- **Work to complete**:
Please answer these three questions using the text on pharmacists' scope of practice, giving numbered answers to match.
1. Which U.S. state is the only one that allows pharmacists to write prescriptions?
2. Which governor signed the New Jersey bill into law?
3. Under whose direct supervision may pharmacy interns and externs administer immunizations?

Document text Start Marker

We have written extensively on the ability of non-MD healthcare providers, namely nurse practitioners and physician assistants, to lower prices and increase access to medical care for consumers. But more low-hanging fruit for improving our healthcare system can be found in giving greater scope of practice to pharmacists and other pharmacy workers.
Florida is the only state in the Union that allows pharmacists to write prescriptions, albeit from a limited set of medications. Across the Atlantic, pharmacists and other non-MDs in the U.K. have been allowed to prescribe since 1992.
While greater expansion of prescribing powers in the rest of the U.S. may be a long way away, pharmacists are allowed to administer vaccines (mostly for the flu, though some states allow other vaccinations.)
Last month, New Jersey Governor Phil Murphy signed into law a bill, passed unanimously by both houses of the legislature, that would give pharmacy interns and externs the ability to vaccinate patients under the supervision of a pharmacist. From the bill:
A pharmacy intern or pharmacy extern, as defined by regulation of the New Jersey State Board of Pharmacy, may administer immunizations to patients by injection or by other delivery method, provided that the pharmacy intern or pharmacy extern is acting under the direct supervision of a licensed pharmacist who…is pre-approved by the New Jersey State Board of Pharmacy to administer vaccines and related emergency medications, and who is in compliance with the rules jointly promulgated by the New Jersey State Board of Pharmacy and the State Board of Medical Examiners.
The reform is quite modest. Nonetheless, it expands scope-of-practice rules to the benefit of both patients, who can now access vaccines more easily, and pharmacy interns and externs, who can now be more productive in their roles.

Document text End Marker
The data Start Marker

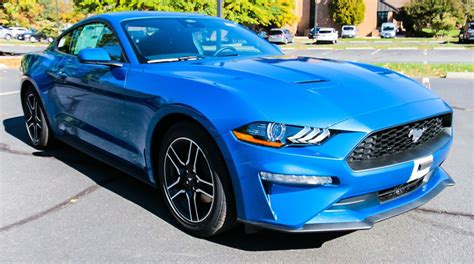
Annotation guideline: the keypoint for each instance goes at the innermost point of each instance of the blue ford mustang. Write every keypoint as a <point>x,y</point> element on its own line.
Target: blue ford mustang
<point>231,130</point>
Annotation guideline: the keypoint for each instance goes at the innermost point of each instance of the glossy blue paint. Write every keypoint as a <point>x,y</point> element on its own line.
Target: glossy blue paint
<point>93,55</point>
<point>116,110</point>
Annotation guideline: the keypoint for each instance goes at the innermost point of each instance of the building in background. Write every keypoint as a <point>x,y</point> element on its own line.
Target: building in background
<point>376,13</point>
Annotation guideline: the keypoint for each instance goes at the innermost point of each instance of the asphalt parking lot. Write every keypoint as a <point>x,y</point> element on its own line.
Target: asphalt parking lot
<point>397,55</point>
<point>61,205</point>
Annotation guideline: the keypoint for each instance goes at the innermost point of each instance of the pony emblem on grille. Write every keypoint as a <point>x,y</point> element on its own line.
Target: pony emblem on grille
<point>416,133</point>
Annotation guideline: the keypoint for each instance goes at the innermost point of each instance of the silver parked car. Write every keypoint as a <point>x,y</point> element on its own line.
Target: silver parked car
<point>5,33</point>
<point>348,31</point>
<point>280,35</point>
<point>15,31</point>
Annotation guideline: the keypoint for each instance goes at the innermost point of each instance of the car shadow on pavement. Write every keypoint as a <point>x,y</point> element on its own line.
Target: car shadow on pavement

The data End Marker

- **Expected answer**:
1. Florida
2. Phil Murphy
3. A licensed pharmacist who is pre-approved by the New Jersey State Board of Pharmacy to administer vaccines and related emergency medications